* Provided passage:
————————
Kazakhstan’s LGBTI community is raising urgent alarms over recent actions aimed at curtailing their rights and freedoms in the country. These clampdowns are being carried out by various actors including anti-gender initiatives and the Kazakh government. 

First and foremost, communities need support to oppose an anti-LGBT petition currently being considered by the Ministry of Culture and Information of Kazakhstan. A decision on the petition will be made in early August, so there is little time left to act. In the appeal, Kazakhstan’s LGBTI community makes concrete recommendations and suggestions for the support it urgently needs, including writing a complaint to the Kazakh authorities.

How you can help

Anyone, regardless of where they live in the world, can submit a complaint about the petition. Simply write to the Ministry of Culture and Information of Kazakhstan demanding that the petition is rejected. The petition violates the rights and freedoms of LGBTI people in Kazakhstan, contradicting the Constitution and Articles 19 and 26 of the International Covenant on Civil and Political Rights ratified by Kazakhstan.
————————
* Excerpted records:
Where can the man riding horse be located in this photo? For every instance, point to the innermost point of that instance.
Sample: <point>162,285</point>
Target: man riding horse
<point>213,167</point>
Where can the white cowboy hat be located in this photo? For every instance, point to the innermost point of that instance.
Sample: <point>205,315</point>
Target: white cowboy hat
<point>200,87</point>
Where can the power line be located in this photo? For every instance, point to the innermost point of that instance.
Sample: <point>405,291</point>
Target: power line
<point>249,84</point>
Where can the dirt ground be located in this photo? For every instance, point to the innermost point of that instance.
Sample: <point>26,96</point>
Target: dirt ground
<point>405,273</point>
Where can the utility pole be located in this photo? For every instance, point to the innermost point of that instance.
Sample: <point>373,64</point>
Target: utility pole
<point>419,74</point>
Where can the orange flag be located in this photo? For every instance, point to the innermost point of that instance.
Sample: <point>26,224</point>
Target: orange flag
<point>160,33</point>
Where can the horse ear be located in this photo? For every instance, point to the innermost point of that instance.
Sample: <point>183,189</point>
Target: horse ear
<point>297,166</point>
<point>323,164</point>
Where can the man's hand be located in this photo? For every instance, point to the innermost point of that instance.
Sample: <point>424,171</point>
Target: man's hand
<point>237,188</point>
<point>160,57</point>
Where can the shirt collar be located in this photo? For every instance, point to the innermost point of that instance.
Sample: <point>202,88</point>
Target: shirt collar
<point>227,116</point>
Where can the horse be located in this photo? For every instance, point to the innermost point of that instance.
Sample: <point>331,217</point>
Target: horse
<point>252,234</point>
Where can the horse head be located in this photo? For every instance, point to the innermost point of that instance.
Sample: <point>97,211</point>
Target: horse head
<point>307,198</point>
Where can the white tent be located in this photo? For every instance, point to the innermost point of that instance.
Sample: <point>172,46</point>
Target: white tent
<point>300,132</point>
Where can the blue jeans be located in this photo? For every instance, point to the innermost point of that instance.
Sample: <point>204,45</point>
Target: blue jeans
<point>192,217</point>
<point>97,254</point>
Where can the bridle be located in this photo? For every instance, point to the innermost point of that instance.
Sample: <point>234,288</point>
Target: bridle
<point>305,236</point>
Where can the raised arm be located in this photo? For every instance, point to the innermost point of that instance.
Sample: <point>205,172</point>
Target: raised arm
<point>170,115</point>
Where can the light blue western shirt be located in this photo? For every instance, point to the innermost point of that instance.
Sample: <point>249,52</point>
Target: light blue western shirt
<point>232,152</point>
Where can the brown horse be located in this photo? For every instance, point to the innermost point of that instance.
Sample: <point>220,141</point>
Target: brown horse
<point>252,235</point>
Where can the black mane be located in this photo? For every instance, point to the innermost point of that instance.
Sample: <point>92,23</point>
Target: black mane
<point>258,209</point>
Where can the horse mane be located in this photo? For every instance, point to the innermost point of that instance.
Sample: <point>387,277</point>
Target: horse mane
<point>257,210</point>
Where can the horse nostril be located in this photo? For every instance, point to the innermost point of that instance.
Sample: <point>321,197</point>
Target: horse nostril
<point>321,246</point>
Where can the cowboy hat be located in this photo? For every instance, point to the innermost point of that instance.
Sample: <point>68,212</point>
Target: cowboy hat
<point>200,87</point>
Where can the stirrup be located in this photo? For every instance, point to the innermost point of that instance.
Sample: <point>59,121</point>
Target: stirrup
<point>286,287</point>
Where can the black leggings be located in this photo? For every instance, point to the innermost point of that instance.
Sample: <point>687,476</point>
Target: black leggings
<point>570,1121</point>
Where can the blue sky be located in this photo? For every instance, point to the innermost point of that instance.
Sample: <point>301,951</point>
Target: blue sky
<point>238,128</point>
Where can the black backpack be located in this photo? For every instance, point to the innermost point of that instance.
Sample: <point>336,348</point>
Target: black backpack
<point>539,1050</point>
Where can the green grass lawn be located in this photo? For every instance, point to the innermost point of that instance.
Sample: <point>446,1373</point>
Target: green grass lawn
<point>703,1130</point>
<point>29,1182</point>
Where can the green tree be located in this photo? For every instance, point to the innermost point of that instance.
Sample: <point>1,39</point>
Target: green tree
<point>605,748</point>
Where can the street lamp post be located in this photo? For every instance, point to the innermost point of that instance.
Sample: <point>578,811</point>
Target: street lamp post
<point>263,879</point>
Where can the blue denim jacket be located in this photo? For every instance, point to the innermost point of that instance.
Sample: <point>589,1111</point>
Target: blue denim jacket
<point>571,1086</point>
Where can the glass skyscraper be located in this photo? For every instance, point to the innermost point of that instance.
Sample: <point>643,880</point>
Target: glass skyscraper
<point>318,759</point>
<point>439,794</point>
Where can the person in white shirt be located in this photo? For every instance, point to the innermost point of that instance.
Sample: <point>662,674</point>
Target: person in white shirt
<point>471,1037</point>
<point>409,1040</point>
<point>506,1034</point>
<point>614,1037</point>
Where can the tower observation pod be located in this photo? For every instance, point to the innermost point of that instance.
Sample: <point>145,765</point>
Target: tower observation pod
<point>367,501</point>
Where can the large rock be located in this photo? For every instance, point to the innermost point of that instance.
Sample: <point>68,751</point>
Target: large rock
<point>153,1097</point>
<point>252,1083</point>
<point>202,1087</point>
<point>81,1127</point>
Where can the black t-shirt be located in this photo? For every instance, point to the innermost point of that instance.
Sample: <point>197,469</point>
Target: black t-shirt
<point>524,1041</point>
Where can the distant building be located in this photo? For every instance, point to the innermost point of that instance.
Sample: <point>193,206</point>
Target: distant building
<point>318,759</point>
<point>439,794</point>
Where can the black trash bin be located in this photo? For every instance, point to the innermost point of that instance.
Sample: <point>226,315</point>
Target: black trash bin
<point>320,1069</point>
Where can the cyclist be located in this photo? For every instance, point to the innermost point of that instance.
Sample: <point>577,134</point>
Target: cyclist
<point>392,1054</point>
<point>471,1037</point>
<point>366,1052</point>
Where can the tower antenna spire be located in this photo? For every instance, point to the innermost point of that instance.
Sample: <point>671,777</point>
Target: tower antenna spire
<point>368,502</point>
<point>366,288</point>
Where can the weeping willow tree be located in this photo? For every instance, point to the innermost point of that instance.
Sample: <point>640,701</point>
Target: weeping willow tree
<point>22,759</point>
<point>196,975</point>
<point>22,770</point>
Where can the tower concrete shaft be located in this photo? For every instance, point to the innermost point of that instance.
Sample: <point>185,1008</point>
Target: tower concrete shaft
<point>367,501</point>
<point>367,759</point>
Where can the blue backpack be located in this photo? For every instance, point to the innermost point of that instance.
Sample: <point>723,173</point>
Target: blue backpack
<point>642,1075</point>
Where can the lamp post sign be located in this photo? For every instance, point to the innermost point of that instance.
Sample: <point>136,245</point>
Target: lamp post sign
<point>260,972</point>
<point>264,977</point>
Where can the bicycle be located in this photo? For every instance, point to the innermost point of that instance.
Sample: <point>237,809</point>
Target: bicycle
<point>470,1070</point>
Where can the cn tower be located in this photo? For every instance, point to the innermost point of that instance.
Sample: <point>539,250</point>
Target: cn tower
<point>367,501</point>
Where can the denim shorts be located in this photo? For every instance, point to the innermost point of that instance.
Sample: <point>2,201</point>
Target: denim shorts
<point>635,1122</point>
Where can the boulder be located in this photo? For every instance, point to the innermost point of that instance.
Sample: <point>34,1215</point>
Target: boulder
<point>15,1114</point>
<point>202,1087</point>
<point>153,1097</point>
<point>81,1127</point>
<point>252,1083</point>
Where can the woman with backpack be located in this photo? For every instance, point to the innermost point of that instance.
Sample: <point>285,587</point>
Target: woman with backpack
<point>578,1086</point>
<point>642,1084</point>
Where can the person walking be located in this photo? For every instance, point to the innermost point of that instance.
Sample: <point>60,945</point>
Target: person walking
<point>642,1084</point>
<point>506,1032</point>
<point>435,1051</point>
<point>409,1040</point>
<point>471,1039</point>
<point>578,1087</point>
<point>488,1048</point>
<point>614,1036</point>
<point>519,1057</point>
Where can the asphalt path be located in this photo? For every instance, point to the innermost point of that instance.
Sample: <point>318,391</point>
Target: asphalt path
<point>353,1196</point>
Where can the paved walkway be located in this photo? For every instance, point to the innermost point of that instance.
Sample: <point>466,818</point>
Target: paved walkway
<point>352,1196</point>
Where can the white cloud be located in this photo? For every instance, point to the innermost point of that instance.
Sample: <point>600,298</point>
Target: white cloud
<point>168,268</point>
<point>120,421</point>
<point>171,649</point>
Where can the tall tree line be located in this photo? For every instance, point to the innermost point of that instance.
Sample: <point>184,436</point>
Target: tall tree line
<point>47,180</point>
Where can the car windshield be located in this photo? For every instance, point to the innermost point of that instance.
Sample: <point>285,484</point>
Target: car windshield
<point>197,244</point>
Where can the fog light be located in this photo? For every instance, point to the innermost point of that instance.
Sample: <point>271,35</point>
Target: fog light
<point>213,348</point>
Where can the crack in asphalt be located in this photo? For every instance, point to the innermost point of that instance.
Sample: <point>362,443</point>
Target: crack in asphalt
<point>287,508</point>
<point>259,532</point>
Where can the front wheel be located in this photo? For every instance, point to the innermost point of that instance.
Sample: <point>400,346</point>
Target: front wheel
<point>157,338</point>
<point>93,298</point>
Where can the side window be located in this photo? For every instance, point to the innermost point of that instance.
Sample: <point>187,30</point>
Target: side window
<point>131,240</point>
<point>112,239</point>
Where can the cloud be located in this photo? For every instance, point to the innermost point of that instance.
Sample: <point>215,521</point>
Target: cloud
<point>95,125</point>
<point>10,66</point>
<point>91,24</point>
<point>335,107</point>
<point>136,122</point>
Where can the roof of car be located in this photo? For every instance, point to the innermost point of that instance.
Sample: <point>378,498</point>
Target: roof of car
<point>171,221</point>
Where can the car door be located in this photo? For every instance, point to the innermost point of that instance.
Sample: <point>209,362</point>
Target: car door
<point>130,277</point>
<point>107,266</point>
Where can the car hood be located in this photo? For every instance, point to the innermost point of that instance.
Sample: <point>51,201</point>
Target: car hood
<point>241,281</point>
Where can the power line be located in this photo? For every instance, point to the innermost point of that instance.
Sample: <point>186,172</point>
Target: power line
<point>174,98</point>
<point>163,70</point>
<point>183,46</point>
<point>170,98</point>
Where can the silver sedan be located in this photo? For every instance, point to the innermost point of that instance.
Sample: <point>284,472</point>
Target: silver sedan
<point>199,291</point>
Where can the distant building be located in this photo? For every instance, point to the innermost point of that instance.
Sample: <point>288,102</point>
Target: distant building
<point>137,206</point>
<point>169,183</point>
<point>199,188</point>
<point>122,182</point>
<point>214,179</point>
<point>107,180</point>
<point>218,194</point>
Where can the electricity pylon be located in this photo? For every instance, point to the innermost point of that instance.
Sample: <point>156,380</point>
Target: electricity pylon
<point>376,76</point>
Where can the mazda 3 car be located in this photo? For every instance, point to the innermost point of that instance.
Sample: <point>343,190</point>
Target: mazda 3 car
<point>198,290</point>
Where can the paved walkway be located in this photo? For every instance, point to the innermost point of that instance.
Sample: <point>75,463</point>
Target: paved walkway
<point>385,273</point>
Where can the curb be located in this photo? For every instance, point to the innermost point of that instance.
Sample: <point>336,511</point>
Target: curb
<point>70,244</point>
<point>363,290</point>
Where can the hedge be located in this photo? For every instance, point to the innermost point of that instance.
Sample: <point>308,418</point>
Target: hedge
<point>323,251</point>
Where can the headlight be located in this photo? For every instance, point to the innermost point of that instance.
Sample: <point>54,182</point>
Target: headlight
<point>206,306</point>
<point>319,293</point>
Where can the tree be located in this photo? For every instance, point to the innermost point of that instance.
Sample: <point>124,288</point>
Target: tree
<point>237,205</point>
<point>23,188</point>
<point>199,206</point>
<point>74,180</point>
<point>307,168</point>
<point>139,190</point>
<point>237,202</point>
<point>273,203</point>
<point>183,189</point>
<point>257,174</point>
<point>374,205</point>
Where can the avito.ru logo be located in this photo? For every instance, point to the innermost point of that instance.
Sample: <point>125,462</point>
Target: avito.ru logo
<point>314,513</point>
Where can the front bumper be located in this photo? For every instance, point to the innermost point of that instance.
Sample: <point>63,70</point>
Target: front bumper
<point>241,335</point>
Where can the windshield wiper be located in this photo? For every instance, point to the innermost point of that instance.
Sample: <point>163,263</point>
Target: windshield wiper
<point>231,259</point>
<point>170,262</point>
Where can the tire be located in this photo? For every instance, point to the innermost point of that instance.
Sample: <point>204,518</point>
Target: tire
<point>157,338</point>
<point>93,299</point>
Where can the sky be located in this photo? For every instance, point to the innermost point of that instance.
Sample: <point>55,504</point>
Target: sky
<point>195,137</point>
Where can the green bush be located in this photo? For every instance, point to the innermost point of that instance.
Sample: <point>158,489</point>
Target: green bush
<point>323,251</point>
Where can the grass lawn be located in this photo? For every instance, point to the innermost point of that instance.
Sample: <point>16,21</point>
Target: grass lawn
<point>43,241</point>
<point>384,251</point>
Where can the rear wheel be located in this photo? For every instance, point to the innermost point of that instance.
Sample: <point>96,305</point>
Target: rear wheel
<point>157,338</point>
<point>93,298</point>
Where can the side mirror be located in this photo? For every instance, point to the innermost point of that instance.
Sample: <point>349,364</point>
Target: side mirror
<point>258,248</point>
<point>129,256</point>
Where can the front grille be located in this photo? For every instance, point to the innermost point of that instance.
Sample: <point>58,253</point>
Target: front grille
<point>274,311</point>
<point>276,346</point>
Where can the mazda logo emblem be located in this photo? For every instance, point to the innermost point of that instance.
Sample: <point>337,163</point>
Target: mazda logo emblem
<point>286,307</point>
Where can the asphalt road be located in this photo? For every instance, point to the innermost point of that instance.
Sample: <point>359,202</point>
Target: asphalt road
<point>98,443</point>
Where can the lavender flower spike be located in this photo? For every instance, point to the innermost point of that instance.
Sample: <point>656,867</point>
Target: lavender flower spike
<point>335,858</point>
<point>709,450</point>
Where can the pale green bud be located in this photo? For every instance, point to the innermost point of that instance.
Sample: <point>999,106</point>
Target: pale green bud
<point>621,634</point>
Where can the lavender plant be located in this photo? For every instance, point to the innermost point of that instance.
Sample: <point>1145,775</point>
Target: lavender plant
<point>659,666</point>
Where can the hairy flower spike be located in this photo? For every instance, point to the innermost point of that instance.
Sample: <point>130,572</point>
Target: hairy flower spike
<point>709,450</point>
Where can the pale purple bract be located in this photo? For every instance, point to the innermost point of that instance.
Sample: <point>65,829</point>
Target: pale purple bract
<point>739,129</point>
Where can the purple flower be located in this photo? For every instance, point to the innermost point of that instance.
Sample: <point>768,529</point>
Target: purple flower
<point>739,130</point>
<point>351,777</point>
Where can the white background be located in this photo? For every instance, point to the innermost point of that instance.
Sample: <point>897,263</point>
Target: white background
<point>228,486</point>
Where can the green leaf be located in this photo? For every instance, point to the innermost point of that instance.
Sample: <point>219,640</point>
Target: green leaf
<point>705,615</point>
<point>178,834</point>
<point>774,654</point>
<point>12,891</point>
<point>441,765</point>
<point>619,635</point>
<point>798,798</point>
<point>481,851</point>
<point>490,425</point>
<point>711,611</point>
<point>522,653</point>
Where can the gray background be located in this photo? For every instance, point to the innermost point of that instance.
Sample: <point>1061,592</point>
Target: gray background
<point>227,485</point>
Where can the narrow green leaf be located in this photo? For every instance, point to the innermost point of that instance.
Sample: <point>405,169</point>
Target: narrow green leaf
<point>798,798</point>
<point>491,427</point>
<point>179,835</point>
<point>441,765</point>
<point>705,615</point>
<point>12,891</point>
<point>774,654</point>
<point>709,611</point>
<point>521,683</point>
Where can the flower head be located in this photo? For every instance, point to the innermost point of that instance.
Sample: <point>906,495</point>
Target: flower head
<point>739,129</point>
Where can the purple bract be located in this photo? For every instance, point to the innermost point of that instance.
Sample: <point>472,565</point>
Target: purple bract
————————
* Exercise details:
Answer these questions from the passage on Kazakhstan's LGBTI community.
(a) Which actors does it name as carrying out the clampdowns?
(b) When will a decision on the anti-LGBT petition be made?
(c) Which articles of the International Covenant on Civil and Political Rights does the petition contradict?

* Result of the task:
(a) Anti-gender initiatives and the Kazakh government, among various actors.
(b) In early August.
(c) Articles 19 and 26.